------ Source passage ------

R/num-rpd.R
In yardstick: Tidy Characterizations of Model Performance

Documented in rpd rpd.data.frame rpd_vec

#' Ratio of performance to deviation
#'
#' These functions are appropriate for cases where the model outcome is a
#' numeric. The ratio of performance to deviation
#' ([rpd()]) and the ratio of performance to inter-quartile ([rpiq()])
#' are both measures of consistency/correlation between observed
#' and predicted values (and not of accuracy).

------ Dataset excerpts ------

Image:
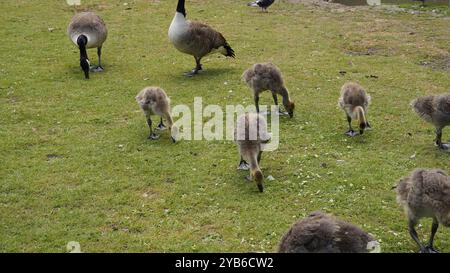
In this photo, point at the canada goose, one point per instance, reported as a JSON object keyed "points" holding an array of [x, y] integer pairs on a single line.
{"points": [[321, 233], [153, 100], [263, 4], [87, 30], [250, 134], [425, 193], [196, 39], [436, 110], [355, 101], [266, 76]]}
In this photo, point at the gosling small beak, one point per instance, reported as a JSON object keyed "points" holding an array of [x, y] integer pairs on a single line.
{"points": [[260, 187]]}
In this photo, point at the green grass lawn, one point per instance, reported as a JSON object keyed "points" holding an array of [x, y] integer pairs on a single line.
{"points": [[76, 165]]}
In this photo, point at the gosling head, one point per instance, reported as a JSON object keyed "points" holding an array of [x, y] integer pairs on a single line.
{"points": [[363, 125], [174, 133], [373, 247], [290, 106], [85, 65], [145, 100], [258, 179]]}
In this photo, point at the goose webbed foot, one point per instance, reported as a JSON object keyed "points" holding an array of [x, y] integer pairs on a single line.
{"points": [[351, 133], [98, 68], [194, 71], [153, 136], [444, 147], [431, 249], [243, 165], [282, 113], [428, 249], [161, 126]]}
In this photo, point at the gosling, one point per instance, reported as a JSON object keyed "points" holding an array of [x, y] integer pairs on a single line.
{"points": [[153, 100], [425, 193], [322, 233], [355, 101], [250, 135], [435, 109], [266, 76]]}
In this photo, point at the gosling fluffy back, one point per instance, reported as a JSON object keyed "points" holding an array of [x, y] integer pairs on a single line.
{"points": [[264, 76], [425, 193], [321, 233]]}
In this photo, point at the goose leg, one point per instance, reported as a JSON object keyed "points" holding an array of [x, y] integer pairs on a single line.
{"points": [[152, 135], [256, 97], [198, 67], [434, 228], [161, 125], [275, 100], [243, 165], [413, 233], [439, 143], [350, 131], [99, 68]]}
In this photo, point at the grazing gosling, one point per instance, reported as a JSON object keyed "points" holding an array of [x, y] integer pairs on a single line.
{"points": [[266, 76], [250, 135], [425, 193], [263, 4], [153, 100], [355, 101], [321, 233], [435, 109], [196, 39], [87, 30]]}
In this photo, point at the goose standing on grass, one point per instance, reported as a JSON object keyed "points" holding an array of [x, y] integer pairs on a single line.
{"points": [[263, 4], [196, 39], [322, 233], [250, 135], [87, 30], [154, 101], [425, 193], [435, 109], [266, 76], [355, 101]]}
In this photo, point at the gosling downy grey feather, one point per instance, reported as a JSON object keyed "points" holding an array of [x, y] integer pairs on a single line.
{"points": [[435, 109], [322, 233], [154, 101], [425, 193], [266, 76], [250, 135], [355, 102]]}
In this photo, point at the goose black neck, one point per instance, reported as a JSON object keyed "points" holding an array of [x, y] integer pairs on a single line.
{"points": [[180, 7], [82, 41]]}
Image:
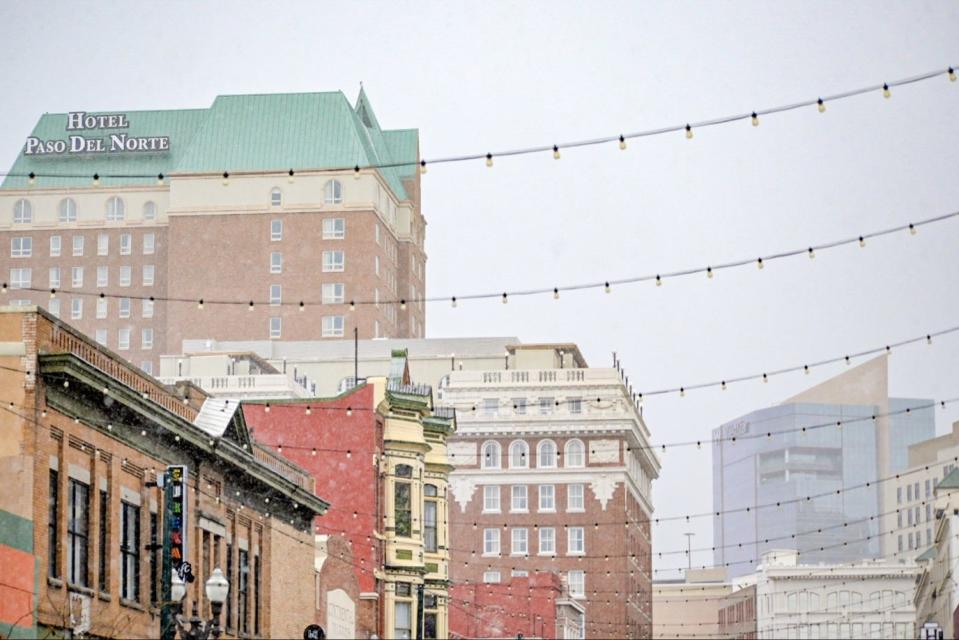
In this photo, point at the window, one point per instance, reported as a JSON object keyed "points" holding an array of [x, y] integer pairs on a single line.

------

Continue the yardstick documentation on the ratio of performance to deviation, picking up right after its last sentence.

#'
#' In the field of spectroscopy in particular, the ratio
#' of performance to deviation (RPD) has been used as the standard
#' way to report the quality of a model. It is the ratio between
#' the standard deviation of a variable and the standard error of
#' prediction of that variable by a given model. However, its
#' systematic use has been criticized by several authors, since
#' using the standard deviation to represent the spread of a
#' variable can be misleading on skewed dataset. The ratio of
#' performance to inter-quartile has been introduced by
#' Bellon-Maurel et al. (2010) to address some of these issues, and
#' generalise the RPD to non-normally distributed variables.
#'
#' @family numeric metrics
#' @family consistency metrics
#' @templateVar fn rpd
#' @template return
#'
#' @inheritParams rmse
#'
#' @author Pierre Roudier
#'
#' @seealso
#'
#' The closely related inter-quartile metric: [rpiq()]
#'
#' @references
#'
#' Williams, P.C. (1987) Variables affecting near-infrared
#'  reflectance spectroscopic analysis. In: Near Infrared Technology
#'  in the Agriculture and Food Industries. 1st Ed. P.Williams and
#'  K.Norris, Eds. Am. Cereal Assoc. Cereal Chem., St. Paul, MN.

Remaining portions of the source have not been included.